-- start RECORDS TO PROCESS --

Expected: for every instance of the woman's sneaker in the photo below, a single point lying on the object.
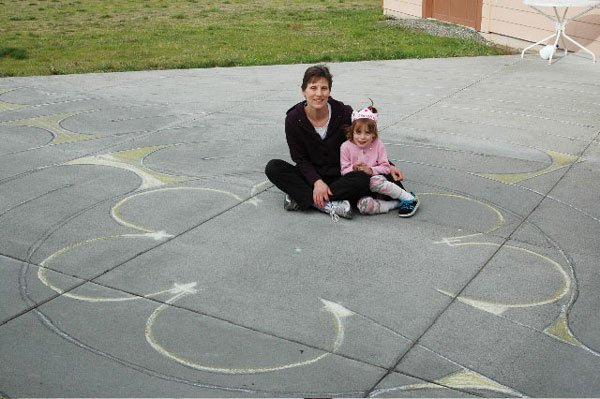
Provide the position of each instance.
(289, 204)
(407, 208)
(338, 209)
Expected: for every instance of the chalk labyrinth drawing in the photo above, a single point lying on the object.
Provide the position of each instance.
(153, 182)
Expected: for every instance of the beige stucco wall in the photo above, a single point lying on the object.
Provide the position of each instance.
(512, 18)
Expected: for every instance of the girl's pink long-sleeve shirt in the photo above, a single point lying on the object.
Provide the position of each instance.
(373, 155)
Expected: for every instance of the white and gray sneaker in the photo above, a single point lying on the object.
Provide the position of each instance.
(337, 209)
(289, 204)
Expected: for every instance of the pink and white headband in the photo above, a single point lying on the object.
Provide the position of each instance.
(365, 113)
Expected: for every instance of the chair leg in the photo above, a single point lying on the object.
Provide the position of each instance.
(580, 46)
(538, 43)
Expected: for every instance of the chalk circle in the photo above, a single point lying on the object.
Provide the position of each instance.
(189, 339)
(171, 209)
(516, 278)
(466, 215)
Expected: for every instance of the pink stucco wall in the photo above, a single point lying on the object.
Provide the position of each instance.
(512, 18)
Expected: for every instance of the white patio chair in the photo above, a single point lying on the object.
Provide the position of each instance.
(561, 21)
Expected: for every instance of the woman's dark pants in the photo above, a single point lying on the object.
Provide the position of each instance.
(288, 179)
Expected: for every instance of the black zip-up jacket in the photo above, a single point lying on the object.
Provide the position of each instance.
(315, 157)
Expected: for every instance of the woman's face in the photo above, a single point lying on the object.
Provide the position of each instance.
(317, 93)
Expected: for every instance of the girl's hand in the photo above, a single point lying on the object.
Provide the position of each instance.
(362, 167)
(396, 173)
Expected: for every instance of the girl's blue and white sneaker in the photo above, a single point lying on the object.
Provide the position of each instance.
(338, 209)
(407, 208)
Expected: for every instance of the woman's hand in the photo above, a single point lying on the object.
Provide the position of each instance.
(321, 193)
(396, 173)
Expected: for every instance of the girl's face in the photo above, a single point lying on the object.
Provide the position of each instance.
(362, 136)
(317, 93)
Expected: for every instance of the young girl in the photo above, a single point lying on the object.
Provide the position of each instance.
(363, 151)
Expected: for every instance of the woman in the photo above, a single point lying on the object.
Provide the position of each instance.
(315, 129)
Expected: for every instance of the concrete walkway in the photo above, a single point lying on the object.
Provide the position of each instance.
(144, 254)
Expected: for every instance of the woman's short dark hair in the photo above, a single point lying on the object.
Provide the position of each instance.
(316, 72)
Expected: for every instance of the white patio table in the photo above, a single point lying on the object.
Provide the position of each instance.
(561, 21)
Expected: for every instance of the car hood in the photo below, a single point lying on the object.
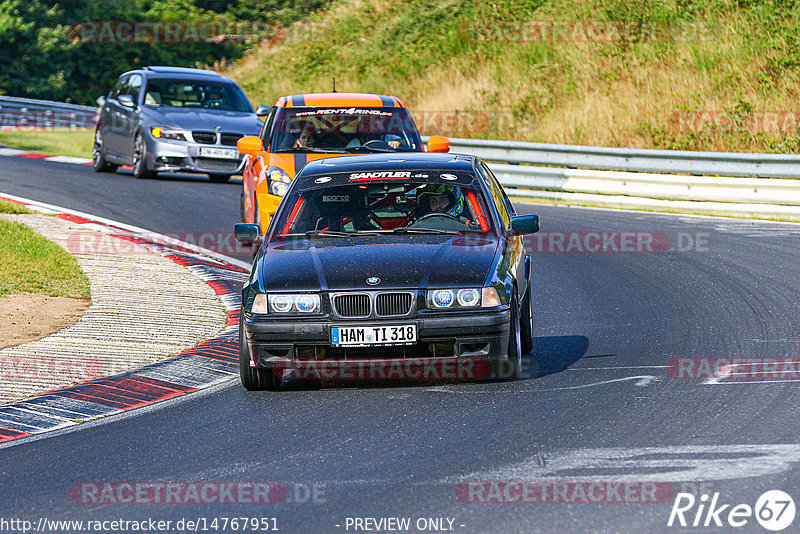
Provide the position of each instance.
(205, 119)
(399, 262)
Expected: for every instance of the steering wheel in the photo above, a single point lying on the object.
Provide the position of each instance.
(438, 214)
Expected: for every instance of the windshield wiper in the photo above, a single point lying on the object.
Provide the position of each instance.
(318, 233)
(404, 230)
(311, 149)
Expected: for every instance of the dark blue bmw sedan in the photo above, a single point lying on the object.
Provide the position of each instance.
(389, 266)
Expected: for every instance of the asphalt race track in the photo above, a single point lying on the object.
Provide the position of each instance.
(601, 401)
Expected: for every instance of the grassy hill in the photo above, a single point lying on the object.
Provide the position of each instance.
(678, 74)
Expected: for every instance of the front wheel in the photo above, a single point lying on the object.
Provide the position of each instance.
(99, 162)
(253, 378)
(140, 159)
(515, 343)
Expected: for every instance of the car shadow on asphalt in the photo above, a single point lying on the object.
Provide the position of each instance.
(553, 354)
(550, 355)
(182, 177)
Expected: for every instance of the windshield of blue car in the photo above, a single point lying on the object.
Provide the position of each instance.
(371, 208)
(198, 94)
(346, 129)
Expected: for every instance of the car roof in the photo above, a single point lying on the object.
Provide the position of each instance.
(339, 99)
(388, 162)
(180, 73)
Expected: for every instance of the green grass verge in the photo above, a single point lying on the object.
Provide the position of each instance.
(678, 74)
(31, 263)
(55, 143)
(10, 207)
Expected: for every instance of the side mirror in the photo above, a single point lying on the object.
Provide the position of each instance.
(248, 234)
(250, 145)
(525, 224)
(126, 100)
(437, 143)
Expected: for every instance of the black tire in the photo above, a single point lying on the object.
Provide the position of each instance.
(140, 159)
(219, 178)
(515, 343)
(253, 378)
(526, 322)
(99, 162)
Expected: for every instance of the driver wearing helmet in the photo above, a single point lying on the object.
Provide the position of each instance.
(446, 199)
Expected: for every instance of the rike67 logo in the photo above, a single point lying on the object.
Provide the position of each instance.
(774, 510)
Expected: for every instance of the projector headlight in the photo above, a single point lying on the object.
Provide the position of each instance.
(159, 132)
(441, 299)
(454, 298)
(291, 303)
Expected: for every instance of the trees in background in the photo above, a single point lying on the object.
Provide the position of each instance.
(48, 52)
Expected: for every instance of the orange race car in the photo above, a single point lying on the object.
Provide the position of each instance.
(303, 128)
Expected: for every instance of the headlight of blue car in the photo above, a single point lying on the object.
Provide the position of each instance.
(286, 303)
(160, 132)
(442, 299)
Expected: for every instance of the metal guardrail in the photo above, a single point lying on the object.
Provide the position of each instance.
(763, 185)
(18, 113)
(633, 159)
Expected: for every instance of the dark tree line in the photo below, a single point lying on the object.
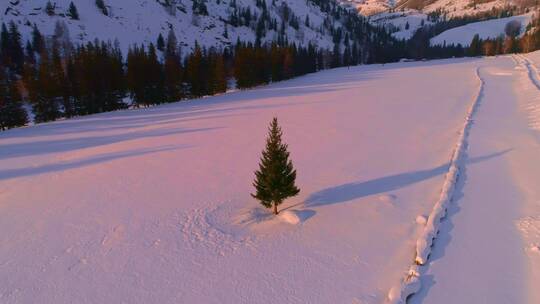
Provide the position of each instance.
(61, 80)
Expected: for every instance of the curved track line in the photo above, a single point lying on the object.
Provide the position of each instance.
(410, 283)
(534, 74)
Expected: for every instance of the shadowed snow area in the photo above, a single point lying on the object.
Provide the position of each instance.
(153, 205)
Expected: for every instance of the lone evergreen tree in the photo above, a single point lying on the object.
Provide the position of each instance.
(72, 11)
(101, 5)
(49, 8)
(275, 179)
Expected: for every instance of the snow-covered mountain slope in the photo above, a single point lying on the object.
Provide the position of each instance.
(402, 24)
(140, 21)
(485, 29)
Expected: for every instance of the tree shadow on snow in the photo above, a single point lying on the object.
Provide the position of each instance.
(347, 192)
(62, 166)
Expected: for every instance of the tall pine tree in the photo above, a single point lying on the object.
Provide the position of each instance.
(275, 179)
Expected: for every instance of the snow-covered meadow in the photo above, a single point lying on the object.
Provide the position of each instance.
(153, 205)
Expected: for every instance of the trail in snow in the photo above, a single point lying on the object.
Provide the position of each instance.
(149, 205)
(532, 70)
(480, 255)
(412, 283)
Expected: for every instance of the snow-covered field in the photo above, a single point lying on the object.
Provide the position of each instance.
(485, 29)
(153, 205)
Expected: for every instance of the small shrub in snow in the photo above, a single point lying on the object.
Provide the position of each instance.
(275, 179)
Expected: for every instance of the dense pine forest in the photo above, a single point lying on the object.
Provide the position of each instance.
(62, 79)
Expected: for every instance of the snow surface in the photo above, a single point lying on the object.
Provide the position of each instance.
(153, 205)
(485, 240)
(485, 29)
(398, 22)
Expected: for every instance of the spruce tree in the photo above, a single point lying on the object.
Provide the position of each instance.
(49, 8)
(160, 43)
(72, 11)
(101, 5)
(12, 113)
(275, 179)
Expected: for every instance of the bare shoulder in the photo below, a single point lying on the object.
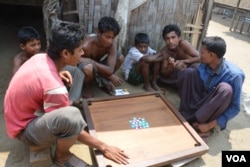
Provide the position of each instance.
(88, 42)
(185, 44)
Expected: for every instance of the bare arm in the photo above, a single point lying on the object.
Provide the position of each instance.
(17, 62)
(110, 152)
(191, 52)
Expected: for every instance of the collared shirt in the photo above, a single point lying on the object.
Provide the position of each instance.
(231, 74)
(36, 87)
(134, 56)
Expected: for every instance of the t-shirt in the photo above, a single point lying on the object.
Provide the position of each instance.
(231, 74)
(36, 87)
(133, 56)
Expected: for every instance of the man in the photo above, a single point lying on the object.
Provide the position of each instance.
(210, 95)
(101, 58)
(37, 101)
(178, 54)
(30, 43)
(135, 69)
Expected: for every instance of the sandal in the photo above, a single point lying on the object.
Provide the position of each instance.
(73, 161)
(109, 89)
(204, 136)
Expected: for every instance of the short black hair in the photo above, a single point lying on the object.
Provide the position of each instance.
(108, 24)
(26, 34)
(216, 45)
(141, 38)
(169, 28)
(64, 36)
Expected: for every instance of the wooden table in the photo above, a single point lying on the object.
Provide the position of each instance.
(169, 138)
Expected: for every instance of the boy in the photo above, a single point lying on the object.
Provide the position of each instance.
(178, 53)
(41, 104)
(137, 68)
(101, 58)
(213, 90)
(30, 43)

-- end RECORDS TO PROCESS --

_WHAT IS EXPECTED_:
Rewrite the part that opens with the line containing "Expected: for every instance of the short" and runs through the last of the lines, and replace "wooden table" with "dining table" while leaving everything else unchanged.

_RESULT BELOW_:
Expected: for every instance of the short black hair in the photo above, a single point lying on the object.
Provide the position of each instance.
(108, 24)
(26, 34)
(216, 45)
(141, 38)
(169, 28)
(64, 36)
Expected: for every instance of the dining table in the photo above, a single point lying on the object.
Provide the position of each instance.
(169, 138)
Expected: for every instance of the boy in the photo above, a single point lying on the object.
Provide the position of each instance.
(178, 53)
(41, 104)
(137, 68)
(101, 58)
(213, 90)
(30, 43)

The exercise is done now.